------ 本文 ------

趣味Web 小説 2004-10-25

子は親の背を見て育つ

それにしても、最近はホント、一部の生徒を除いて受験戦争は遠い世界になりましたよね。高校全入の時代ということもありますけれども、みんなが背伸びしていた頃は、ちょっと無理して頑張るくらいでちょうどよかったけれども、今はむしろ、ほどほどのところに入った方がよかったりします。ずっと勉強を頑張り続けられる子なら話は別ですが、たいていは部活とか恋愛とかバイトとかに明け暮れるわけで、そうなると、実力以上のところへ入学すると後がつらい。

他の同級生は、死ぬ気で受験勉強してきたような子じゃないわけで、いわゆる「頭の出来が違う」状態。勉強が好きならともかく、嫌々で勉強して、あれもこれも諦めて頑張っても平均点に満たない成績となると、高校生活が暗黒になってしまいます。

私はかつて塾で高校受験の生徒を教えていましたけれども、妙に受験に成功してしまった生徒の消息を聞くと、しばしば胸の痛む思いをさせられたものでした。みんなが受験に追われていた時代と、みんながほどほどに頑張っている現在とでは、受験校の選び方や、受験勉強への取り組み方も変化してきています。何だかんだいって、大学進学率は6割に満たないわけで、その中でも偏差値50以上の大学に入ったような人の常識が、世の中の常識だと思ってはいけない。

とにかく頑張って頑張って、少しでもレベルの高い高校に入るのが正解だなんて思っていると、高校に入った途端にドロップアウトして退学、なんて落とし穴が待ち受けているわけです。

塾通いの比率が下がっていないとか、そういう数字も、読み解き方が問題なんですね。塾でしか勉強しない、学校でさえ勉強しない、という子も少なくないのです。塾がプラスアルファの存在から、勉強のメインステージに移行している。自学自習なんて全然やっていない子がたくさんいる。その理由はよくわかりません。私の頃だって、子供の勉強の面倒なんて見ない親ばっかりだったんだから。世の中の常識というか、社会の価値観が、徐々に変化したのだと思います。

必ずしも「頭のいい子」の成績が素晴らしいとは限らなくて、こつこつ頑張る子は、かなり強い。でも、放っておくとサボる子にも、意外と勉強のできる子がいる。なぜそんな奇跡が起きるのかというと、親が違うのですね。中学生の勉強くらいなら、頑張れば親だってついていけるわけです。子供が勉強をやる気をなくす典型的なシーンのひとつは、子供が親に勉強のことを尋ねたとき、親が不勉強で全然答えられないというもの。

------ 与えられた行 ------

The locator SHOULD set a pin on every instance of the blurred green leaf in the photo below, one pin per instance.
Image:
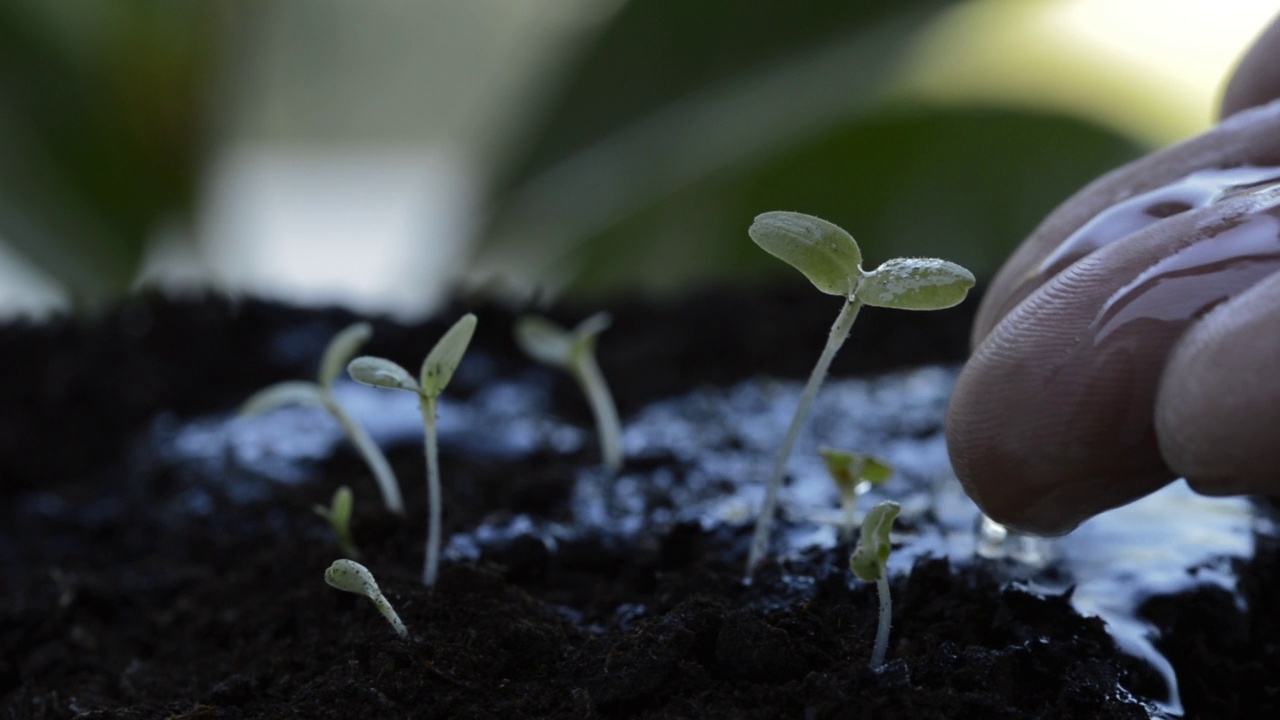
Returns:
(963, 183)
(99, 131)
(673, 92)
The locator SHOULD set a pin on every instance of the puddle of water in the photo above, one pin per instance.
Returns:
(707, 455)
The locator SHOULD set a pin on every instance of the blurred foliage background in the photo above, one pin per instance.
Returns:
(383, 154)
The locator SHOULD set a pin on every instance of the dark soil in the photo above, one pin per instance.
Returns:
(119, 601)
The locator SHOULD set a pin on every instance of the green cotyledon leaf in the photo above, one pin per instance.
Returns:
(823, 251)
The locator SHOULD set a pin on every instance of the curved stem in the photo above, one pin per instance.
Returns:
(886, 616)
(764, 522)
(430, 565)
(607, 422)
(374, 458)
(384, 606)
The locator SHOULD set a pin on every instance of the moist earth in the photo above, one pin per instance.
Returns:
(136, 586)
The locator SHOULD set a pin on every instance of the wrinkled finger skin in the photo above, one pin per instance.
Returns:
(1101, 376)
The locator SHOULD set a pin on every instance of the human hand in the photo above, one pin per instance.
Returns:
(1134, 337)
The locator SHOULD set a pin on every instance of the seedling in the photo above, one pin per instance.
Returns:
(575, 352)
(341, 350)
(832, 261)
(437, 372)
(338, 514)
(854, 474)
(868, 563)
(352, 577)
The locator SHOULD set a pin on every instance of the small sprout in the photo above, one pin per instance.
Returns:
(868, 563)
(342, 349)
(352, 577)
(854, 474)
(575, 352)
(435, 374)
(830, 258)
(338, 514)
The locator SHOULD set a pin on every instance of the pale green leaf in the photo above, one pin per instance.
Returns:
(280, 395)
(341, 350)
(544, 341)
(915, 283)
(851, 468)
(443, 359)
(840, 465)
(873, 545)
(824, 253)
(352, 577)
(380, 373)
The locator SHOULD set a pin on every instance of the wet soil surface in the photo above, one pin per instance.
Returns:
(137, 584)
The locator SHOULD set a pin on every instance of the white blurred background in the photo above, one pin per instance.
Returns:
(351, 142)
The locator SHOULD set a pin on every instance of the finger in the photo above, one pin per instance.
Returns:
(1137, 196)
(1256, 80)
(1052, 418)
(1217, 409)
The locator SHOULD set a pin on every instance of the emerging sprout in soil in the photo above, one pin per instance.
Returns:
(854, 474)
(832, 261)
(575, 352)
(338, 514)
(437, 372)
(341, 350)
(868, 563)
(352, 577)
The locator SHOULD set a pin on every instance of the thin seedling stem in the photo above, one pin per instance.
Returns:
(430, 565)
(602, 406)
(882, 629)
(764, 522)
(368, 450)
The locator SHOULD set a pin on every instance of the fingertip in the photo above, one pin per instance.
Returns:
(1256, 78)
(1217, 409)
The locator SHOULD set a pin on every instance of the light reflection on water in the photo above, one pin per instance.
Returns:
(705, 455)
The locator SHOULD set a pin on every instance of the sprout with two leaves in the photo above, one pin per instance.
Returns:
(350, 575)
(868, 563)
(338, 514)
(854, 474)
(437, 372)
(832, 261)
(575, 352)
(341, 350)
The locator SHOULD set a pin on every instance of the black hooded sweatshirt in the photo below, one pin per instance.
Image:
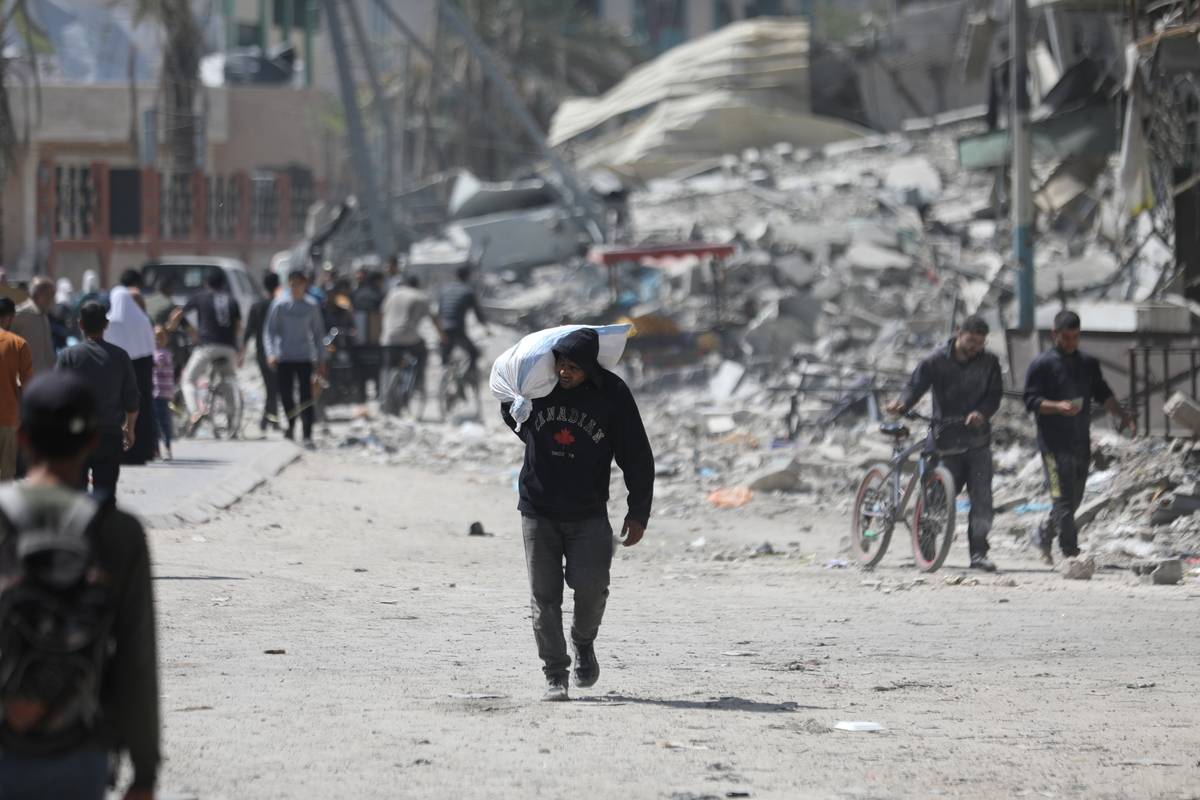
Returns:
(573, 437)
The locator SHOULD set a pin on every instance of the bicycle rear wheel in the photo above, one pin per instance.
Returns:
(453, 391)
(934, 516)
(225, 411)
(871, 521)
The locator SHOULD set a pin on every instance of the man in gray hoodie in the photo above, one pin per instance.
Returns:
(295, 348)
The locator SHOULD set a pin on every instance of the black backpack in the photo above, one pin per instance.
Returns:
(57, 612)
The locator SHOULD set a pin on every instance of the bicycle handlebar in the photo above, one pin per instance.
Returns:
(922, 417)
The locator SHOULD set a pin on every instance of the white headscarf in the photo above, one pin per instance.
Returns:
(64, 294)
(129, 328)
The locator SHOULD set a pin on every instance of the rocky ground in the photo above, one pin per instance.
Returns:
(339, 633)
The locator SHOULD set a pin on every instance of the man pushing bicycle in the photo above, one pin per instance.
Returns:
(966, 384)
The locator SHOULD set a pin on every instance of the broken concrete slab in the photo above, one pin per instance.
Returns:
(1173, 507)
(1183, 411)
(725, 380)
(915, 181)
(1079, 569)
(781, 476)
(1165, 572)
(867, 257)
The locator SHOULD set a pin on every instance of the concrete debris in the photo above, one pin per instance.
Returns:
(1079, 569)
(1167, 572)
(783, 476)
(1183, 411)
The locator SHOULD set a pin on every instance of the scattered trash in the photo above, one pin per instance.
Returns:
(733, 498)
(679, 745)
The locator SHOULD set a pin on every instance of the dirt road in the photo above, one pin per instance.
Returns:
(337, 635)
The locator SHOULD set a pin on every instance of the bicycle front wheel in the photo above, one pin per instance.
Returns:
(933, 531)
(871, 521)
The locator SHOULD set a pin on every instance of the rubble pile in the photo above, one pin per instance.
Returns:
(761, 374)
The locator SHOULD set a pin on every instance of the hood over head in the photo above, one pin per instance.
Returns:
(583, 348)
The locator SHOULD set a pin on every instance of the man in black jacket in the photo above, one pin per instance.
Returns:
(255, 325)
(108, 370)
(1060, 388)
(966, 384)
(571, 438)
(59, 423)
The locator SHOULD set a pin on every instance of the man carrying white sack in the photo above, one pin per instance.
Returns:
(571, 438)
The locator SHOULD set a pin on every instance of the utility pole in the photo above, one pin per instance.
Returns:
(378, 103)
(576, 197)
(310, 24)
(1023, 167)
(381, 224)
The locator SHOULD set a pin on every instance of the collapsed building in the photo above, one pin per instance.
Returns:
(785, 280)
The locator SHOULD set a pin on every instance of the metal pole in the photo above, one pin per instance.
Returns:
(1023, 167)
(436, 66)
(288, 11)
(378, 103)
(231, 25)
(381, 226)
(263, 26)
(575, 193)
(310, 23)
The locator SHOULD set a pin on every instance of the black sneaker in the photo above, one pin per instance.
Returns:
(587, 668)
(982, 563)
(556, 690)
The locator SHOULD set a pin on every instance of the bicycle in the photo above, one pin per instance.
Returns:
(457, 382)
(882, 499)
(402, 385)
(221, 404)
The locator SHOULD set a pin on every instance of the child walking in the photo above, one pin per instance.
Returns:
(163, 389)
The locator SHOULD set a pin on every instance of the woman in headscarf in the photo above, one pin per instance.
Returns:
(91, 292)
(63, 313)
(130, 329)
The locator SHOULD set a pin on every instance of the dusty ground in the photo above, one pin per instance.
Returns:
(394, 621)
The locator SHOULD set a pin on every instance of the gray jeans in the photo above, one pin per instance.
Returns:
(972, 471)
(586, 546)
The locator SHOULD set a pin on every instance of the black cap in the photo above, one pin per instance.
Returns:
(58, 414)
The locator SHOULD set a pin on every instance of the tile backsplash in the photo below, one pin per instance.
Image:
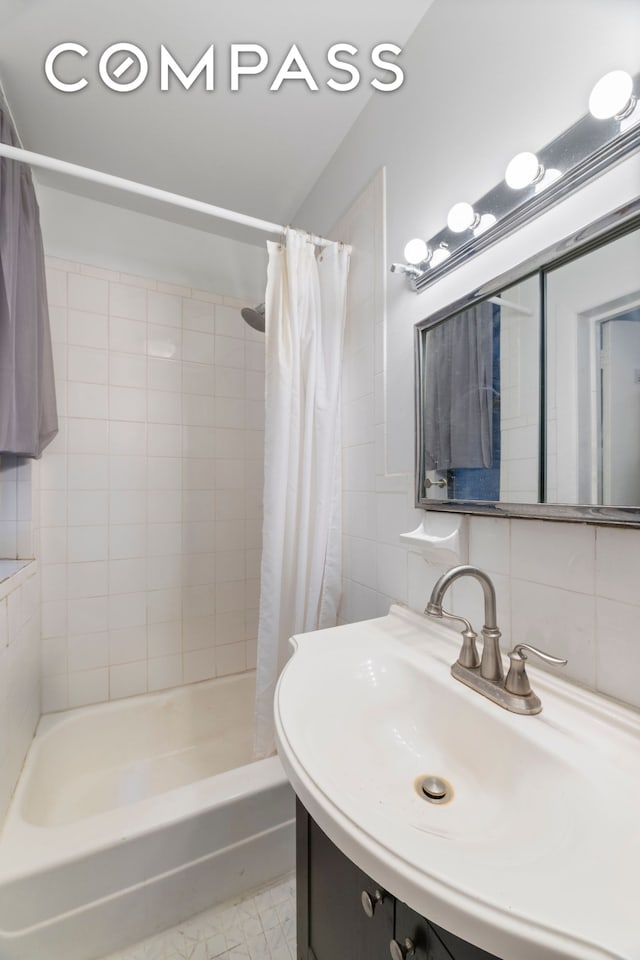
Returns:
(19, 671)
(150, 501)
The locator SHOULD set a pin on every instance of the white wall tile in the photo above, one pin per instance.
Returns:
(489, 544)
(88, 651)
(164, 374)
(87, 400)
(198, 378)
(128, 498)
(128, 473)
(164, 440)
(87, 472)
(199, 315)
(88, 293)
(56, 288)
(559, 622)
(164, 309)
(164, 606)
(229, 352)
(198, 665)
(127, 644)
(198, 633)
(163, 342)
(127, 301)
(88, 508)
(164, 672)
(88, 329)
(230, 658)
(164, 639)
(87, 365)
(127, 541)
(87, 579)
(127, 610)
(127, 336)
(127, 370)
(618, 650)
(127, 403)
(87, 543)
(570, 564)
(87, 616)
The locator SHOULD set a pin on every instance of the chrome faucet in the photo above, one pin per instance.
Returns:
(486, 674)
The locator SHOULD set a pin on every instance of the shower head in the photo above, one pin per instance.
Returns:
(254, 316)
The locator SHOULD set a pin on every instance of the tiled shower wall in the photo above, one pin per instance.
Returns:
(569, 588)
(19, 670)
(150, 501)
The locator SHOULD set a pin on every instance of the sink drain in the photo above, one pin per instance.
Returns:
(434, 789)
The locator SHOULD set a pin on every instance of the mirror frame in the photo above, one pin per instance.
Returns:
(613, 225)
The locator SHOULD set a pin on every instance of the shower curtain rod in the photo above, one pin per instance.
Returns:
(143, 190)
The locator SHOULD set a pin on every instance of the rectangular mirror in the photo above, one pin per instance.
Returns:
(528, 393)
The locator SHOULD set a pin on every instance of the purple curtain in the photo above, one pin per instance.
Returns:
(28, 415)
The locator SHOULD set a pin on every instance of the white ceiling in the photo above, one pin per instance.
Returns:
(254, 151)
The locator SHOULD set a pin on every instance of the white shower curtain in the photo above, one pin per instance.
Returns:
(301, 550)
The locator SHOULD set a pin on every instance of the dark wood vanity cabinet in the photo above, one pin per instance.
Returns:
(331, 918)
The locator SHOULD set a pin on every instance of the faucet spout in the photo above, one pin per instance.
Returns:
(491, 663)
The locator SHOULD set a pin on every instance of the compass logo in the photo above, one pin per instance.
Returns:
(124, 67)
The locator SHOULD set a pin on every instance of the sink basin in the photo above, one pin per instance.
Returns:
(534, 856)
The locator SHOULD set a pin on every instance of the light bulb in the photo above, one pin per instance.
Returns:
(487, 220)
(439, 255)
(462, 217)
(416, 251)
(550, 176)
(612, 96)
(523, 170)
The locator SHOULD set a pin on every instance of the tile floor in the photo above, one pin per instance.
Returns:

------

### 課題
1) 本文で、たいていの生徒が明け暮れるものとして挙げられているものをすべて書き出しなさい。
2) 本文のうち、「趣味Web 小説 2004-10-25」から「ころへ入学すると後がつらい。」までの部分を、両端を含めて一字も変えずに書き写しなさい。
これらの行は本文とは別の出典から取られています。

### 課題別の解答
1) 部活、恋愛、バイト

2)
趣味Web 小説 2004-10-25

子は親の背を見て育つ

それにしても、最近はホント、一部の生徒を除いて受験戦争は遠い世界になりましたよね。高校全入の時代ということもありますけれども、みんなが背伸びしていた頃は、ちょっと無理して頑張るくらいでちょうどよかったけれども、今はむしろ、ほどほどのところに入った方がよかったりします。ずっと勉強を頑張り続けられる子なら話は別ですが、たいていは部活とか恋愛とかバイトとかに明け暮れるわけで、そうなると、実力以上のところへ入学すると後がつらい。